- _TASK PROMPT_
Word for word, copy each record that comes after this.

(Stored items)
[Start of section]
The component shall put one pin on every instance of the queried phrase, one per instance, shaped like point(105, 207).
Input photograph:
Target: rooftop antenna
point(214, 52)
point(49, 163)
[End of section]
- _SOLVED EXERCISE_
The component shall put one pin on every instance of the queried phrase, one per instance, shaped like point(105, 207).
Input photograph:
Target: rooftop antenna
point(214, 52)
point(49, 163)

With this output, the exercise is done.